#### Task set
• 1. Retype part of the split-voltage text word for word, everything from "So my idea revolves" down to "it does. Nice!".
• 2. List each job that the split-voltage text says the OEM BEC's 5V supply to the blue box is for.

#### Text extract
══════════

I suggest a split-voltage solution. Basically, replace the servos with HV units and run them at high voltage and at the same time let the OEM BEC continue to supply 5V of power to the blue box (for controlling retracts, sequence gear doors, and make the lights do their thing). Anyway, because HV will fry the OEM servos this solution will involve spending some more money . . . but what's the price of your model going splat on the runway, or heaven forbid, doing so within the pits? Food for thought, eh?

So my idea revolves around using HV for the servos (HV being defined as 7.4-8.4VDC), and continuing to use the OEM SV system (SV means standard voltage, e.g. 4.8-6.0VDC). Splitting the voltage means higher servo performance whilst keeping the blue box for all the nifty stuff it does. Nice!

══════════

#### Named object pointing entries
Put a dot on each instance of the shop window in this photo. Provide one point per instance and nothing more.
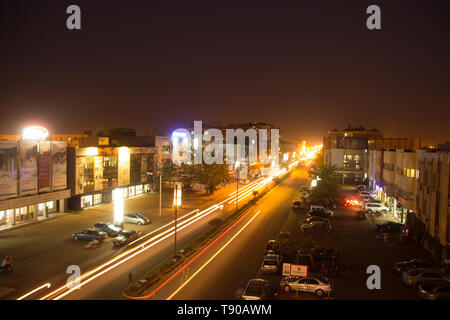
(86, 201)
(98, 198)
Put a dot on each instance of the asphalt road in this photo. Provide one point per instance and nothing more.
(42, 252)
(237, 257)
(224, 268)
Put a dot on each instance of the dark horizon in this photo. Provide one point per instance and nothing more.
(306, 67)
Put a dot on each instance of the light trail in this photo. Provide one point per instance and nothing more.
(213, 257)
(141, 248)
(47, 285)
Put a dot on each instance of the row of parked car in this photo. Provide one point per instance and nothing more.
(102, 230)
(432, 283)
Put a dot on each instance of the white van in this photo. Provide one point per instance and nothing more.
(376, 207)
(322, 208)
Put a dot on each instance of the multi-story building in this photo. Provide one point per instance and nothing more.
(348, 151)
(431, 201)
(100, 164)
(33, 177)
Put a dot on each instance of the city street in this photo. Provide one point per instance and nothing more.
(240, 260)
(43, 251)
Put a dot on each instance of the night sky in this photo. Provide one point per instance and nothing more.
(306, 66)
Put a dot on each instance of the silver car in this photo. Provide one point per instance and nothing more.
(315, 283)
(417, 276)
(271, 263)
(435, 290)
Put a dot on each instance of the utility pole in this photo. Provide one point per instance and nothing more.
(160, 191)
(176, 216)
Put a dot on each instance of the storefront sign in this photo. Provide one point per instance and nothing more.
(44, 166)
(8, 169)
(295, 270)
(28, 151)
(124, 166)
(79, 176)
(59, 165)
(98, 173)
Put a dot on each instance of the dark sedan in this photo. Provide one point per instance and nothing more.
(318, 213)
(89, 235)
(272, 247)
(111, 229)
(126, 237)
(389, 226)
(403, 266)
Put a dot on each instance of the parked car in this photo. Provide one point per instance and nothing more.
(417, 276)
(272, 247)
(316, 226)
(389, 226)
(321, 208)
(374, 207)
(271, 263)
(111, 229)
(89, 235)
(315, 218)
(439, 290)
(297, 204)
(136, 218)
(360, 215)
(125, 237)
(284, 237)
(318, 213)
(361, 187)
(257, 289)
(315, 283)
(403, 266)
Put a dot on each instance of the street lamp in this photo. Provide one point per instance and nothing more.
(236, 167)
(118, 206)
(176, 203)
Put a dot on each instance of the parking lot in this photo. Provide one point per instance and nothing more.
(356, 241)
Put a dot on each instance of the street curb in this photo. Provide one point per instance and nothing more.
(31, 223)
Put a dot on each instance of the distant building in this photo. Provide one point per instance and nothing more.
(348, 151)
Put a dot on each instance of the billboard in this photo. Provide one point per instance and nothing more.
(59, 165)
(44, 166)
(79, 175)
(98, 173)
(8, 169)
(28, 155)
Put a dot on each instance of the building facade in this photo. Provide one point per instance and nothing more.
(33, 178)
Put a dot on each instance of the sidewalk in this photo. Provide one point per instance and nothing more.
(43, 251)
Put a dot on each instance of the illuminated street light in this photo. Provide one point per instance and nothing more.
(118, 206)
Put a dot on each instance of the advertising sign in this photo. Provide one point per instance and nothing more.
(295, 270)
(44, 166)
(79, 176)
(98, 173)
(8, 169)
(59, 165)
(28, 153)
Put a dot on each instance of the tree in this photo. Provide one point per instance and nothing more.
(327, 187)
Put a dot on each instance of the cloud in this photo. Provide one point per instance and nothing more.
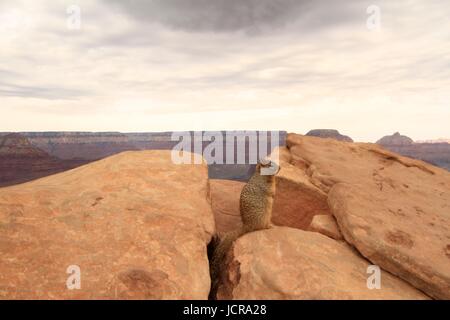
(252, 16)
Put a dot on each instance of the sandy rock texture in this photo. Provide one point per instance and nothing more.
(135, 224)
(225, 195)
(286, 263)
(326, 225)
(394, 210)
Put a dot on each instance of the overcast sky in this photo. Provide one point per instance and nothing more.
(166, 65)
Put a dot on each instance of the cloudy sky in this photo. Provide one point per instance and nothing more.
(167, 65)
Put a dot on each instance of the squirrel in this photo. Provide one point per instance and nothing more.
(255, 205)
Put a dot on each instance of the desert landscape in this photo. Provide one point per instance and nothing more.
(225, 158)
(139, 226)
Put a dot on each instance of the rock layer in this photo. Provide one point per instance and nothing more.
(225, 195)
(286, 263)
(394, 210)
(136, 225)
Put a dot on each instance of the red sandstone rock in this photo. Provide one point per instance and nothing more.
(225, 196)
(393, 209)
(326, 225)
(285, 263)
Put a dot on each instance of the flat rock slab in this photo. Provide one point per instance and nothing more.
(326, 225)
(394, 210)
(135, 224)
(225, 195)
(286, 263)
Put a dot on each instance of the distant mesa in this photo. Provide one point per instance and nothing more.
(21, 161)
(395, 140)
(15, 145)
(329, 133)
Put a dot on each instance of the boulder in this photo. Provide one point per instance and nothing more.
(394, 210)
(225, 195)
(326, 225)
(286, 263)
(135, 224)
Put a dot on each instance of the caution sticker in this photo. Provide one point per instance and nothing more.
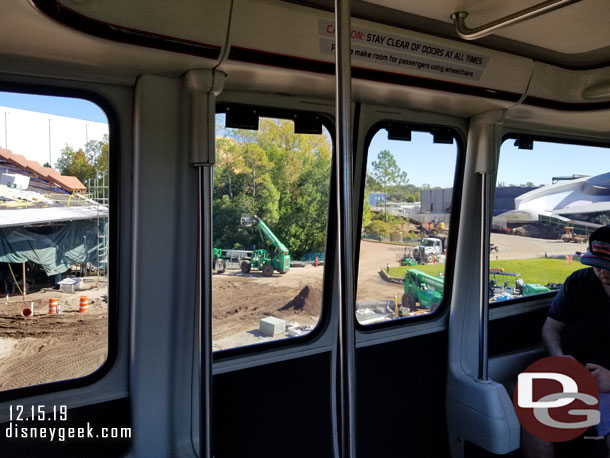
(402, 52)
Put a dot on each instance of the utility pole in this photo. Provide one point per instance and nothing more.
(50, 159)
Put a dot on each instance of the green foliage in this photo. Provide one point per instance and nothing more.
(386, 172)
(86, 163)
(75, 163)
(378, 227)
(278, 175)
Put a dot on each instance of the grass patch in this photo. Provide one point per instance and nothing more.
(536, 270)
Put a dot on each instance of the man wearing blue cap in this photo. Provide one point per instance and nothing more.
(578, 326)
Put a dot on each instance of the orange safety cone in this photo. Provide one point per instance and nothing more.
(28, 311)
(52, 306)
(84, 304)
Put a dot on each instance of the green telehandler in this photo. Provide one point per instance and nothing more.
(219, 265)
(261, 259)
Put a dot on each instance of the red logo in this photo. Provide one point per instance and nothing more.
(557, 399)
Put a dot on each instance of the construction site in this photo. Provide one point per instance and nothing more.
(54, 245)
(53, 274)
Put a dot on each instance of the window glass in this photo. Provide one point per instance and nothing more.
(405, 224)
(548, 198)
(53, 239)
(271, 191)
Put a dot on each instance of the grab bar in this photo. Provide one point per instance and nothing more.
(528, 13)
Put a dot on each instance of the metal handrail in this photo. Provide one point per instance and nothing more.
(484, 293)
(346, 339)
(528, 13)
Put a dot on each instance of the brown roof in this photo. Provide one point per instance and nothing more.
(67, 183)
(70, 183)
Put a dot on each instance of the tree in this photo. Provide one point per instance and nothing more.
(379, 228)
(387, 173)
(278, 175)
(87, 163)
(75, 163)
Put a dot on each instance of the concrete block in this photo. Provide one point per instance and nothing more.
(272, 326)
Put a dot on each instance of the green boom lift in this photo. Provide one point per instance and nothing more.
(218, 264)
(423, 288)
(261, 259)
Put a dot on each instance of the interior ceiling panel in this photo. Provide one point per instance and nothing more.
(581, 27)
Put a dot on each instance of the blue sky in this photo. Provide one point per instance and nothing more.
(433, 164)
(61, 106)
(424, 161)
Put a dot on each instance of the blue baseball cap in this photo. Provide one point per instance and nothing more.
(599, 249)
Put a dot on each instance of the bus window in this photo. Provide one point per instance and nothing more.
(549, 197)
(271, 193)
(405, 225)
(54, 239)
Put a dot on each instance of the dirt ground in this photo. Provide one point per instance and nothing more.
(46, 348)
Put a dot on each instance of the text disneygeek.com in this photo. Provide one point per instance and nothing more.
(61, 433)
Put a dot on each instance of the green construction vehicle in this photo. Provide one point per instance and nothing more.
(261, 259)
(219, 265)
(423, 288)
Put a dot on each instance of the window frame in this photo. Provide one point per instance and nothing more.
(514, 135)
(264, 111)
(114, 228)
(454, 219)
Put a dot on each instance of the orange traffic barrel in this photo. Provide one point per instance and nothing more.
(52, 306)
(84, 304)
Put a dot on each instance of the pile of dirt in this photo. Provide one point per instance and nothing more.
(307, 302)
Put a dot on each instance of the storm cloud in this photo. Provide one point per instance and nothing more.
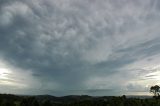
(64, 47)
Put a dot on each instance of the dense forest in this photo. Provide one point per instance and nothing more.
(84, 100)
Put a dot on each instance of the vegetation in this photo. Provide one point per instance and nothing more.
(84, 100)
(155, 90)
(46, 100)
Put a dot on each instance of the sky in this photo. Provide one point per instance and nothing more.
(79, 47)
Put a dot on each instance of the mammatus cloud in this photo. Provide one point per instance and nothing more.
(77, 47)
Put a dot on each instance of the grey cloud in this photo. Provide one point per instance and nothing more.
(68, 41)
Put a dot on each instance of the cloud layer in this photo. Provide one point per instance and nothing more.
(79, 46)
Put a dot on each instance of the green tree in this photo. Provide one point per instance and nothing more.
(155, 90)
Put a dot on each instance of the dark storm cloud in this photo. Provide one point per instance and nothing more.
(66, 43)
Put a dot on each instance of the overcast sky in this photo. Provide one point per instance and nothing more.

══════════

#### Outputs
• 1.
So my idea revolves around using HV for the servos (HV being defined as 7.4-8.4VDC), and continuing to use the OEM SV system (SV means standard voltage, e.g. 4.8-6.0VDC). Splitting the voltage means higher servo performance whilst keeping the blue box for all the nifty stuff it does. Nice!

• 2.
- controlling retracts
- sequence gear doors
- make the lights do their thing